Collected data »
- Opening Delimiter -

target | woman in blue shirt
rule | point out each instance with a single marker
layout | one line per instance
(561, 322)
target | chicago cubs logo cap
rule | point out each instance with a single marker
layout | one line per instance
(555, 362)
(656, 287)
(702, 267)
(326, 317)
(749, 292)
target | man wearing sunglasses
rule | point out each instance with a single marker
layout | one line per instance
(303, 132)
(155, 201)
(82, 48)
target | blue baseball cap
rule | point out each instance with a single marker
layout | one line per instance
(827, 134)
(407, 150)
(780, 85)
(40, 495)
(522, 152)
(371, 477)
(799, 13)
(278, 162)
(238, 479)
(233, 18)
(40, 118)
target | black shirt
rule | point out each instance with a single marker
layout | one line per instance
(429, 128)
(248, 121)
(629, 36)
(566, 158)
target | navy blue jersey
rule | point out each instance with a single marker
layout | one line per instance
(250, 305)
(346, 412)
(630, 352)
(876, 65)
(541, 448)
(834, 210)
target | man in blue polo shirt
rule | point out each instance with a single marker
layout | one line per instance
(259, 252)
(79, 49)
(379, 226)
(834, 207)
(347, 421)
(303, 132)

- Closing Delimiter -

EXERCISE PROMPT » The answer must be one number: how many lines in the records above contain "shirt".

TASK SOLUTION » 3